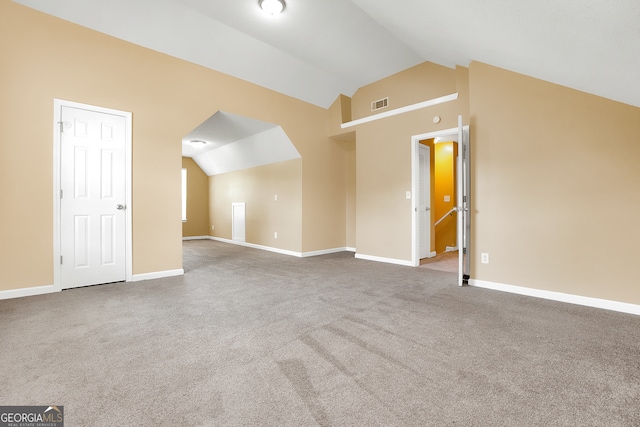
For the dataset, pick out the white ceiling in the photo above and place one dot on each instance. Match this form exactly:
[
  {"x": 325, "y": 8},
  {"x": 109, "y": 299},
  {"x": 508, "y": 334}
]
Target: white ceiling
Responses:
[
  {"x": 318, "y": 49},
  {"x": 234, "y": 142}
]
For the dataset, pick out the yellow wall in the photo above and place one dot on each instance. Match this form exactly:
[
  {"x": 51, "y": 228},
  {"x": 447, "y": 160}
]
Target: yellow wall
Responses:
[
  {"x": 197, "y": 223},
  {"x": 42, "y": 58},
  {"x": 554, "y": 197},
  {"x": 264, "y": 215},
  {"x": 445, "y": 185}
]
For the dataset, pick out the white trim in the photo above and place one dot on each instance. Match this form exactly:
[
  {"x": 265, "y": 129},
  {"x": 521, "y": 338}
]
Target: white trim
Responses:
[
  {"x": 57, "y": 110},
  {"x": 622, "y": 307},
  {"x": 386, "y": 260},
  {"x": 323, "y": 252},
  {"x": 401, "y": 110},
  {"x": 28, "y": 292},
  {"x": 254, "y": 246},
  {"x": 158, "y": 274},
  {"x": 196, "y": 238}
]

-*-*-

Write out all the lines above again, requests included, adding 111 to every x and y coordinate in the answers. Leave the picture out.

For the dataset, pick out the white ceiling in the photo above and place one dot on each instance. Match this form exactly:
[
  {"x": 325, "y": 8},
  {"x": 109, "y": 299},
  {"x": 508, "y": 334}
]
Target: white ceiling
Responses:
[
  {"x": 429, "y": 160},
  {"x": 345, "y": 253}
]
For the dataset, pick out the yellow wall in the photo above and place one dot on each instance. Match this form exactly:
[
  {"x": 51, "y": 228},
  {"x": 447, "y": 160}
]
Target: yellow wall
Responses:
[
  {"x": 308, "y": 334},
  {"x": 153, "y": 169},
  {"x": 665, "y": 308},
  {"x": 375, "y": 326},
  {"x": 556, "y": 296}
]
For the dataset, pick out the white trim in the photo above and place one dot on each instance. Match this form exactly:
[
  {"x": 265, "y": 129},
  {"x": 521, "y": 338}
]
Target: white trim
Responses:
[
  {"x": 168, "y": 221},
  {"x": 733, "y": 418},
  {"x": 497, "y": 371},
  {"x": 434, "y": 363},
  {"x": 512, "y": 221},
  {"x": 139, "y": 403},
  {"x": 365, "y": 357},
  {"x": 269, "y": 385},
  {"x": 307, "y": 349}
]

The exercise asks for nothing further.